Merci au réalisateur Tom Dey.

Et ma foi, les acteurs ne se débrouillent pas si mal, les petits comme les grands.

Ce qui pèche, c’est d’abord un peu le scénario, et peut-être aussi la juxtaposition curieuse des gags.

  • Il faut déjà bien vouloir accepter l’histoire. Une belle et intelligente princesse chinoise (Liu), s’enfuit aux USA, avec le premier aventurier venu, juste parce qu’elle ne veut pas épouser un prince moche comme un crapaud. Pas évident.
  • Ensuite on doit admettre, qu’elle est assez stupide pour se laisser berner par une bande de brigands, qui ne pensent qu’à la rançonner. Ils n’hésiteront pas à la mettre au turbin comme coolie dans des travaux de chemins de fer. Ils n’ont pas peur de gâcher la bonne marchandise, ces gars là.
  • Une petite équipe chinoise est chargée de récupérer notre séduisante Lucy Liu. Ils amènent avec eux un coffre plein de pièces d’or. Un des gaillards n’est autre que Jackie Chan. Pris de remords pour ne pas avoir su éviter sa fuite, et aussi pour ses beaux yeux, il s’est imposé à l’équipe. A priori, ce n’est pas forcément le meilleur élément, mais ça c’est l’avenir qui en jugera.
  • On connaît bien sa physionomie de bon père de famille et son caractère qui se veut un peu naïf, mais dont le tempérament est si sympathique.
  • Il est employé une fois de plus, comme un redresseur de tort, qui n’en a pas l’air. Son honnêteté fondamentale, son courage, sa ruse et ses incroyables capacités physiques, feront des merveilles. Il est là pour cela, tout le monde le sait. On ne se refait pas, dans la vie, comme à l’écran.
  • En parallèle on assiste aux « exploits » de Owen Wilson, en petit chef de gang. Il donne dans le classique : petits méfaits, triche aux cartes, attaques de train.

■ **Matériel extrait**
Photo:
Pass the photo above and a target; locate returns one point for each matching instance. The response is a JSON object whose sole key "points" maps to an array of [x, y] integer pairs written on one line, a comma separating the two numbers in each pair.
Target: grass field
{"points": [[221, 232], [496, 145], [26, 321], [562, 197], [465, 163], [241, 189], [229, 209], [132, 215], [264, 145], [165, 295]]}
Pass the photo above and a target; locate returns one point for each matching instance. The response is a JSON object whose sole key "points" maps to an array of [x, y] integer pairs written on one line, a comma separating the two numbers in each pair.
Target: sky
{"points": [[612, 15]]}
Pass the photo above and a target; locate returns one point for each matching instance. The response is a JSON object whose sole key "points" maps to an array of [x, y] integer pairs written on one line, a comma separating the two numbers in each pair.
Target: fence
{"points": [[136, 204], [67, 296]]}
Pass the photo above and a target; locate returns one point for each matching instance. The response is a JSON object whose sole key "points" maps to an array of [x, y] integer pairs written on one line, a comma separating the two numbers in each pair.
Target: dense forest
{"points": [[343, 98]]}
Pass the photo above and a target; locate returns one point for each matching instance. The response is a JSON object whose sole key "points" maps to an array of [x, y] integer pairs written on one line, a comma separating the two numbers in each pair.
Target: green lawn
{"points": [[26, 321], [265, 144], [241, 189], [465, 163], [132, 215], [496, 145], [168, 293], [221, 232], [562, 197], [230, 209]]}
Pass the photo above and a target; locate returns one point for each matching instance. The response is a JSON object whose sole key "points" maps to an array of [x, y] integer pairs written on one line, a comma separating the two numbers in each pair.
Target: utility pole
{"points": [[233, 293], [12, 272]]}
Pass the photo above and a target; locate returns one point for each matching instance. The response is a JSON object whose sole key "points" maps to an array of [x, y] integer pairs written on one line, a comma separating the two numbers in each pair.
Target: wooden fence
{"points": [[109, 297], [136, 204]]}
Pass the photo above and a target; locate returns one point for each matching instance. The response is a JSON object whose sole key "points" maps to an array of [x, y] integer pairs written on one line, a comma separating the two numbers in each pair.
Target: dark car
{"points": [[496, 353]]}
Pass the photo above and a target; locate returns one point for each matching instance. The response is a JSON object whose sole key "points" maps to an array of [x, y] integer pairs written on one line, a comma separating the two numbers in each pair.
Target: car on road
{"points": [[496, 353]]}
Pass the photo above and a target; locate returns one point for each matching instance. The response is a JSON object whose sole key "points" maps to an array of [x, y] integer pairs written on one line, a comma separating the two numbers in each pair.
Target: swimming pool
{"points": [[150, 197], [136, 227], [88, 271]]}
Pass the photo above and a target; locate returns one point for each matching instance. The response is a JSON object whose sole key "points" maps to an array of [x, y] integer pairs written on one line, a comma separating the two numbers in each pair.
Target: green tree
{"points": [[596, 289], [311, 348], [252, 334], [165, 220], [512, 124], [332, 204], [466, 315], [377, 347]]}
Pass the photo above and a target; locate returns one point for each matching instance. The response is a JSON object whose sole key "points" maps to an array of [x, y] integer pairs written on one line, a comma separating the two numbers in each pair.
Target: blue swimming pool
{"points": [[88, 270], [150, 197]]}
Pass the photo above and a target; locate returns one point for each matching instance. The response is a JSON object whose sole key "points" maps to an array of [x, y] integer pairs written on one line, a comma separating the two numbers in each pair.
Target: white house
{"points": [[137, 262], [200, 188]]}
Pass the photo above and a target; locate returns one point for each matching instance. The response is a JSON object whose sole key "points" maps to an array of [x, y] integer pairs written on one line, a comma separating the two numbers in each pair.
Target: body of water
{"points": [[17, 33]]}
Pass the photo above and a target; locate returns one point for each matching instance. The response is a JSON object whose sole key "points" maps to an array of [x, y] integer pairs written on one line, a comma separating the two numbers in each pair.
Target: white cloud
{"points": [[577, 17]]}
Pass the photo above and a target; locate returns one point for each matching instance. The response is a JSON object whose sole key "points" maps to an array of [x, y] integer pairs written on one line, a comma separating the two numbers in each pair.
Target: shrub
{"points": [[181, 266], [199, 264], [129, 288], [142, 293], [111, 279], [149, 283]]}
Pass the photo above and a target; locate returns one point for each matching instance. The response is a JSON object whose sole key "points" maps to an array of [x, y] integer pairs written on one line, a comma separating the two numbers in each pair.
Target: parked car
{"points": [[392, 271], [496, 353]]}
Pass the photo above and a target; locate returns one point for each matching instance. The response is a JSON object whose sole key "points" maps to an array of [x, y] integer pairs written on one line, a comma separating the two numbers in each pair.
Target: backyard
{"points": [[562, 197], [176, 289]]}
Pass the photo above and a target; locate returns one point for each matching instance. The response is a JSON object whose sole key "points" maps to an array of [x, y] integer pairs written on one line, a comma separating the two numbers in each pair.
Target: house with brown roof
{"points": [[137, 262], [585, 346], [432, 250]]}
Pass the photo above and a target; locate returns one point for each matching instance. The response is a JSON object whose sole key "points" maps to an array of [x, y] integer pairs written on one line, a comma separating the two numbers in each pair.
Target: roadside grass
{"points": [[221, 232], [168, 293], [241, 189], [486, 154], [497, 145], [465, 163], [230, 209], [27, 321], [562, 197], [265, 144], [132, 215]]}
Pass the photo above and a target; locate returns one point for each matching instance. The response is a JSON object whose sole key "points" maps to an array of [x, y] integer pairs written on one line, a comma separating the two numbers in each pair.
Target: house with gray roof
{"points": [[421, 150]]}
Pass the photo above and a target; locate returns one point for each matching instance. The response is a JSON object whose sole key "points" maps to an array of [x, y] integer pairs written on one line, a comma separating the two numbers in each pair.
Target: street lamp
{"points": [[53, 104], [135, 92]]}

■ **Consignes de travail**
D'après la critique de film :
1. Pourquoi la princesse chinoise s'enfuit-elle aux USA ?
2. Qu'amène avec elle la petite équipe chinoise chargée de la récupérer ?
3. Dans quel genre de méfaits donne le personnage d'Owen Wilson ?

■ **Corrigé de l'exercice**
1. Elle ne veut pas épouser un prince moche comme un crapaud.
2. Un coffre plein de pièces d'or.
3. De petits méfaits, la triche aux cartes et les attaques de train.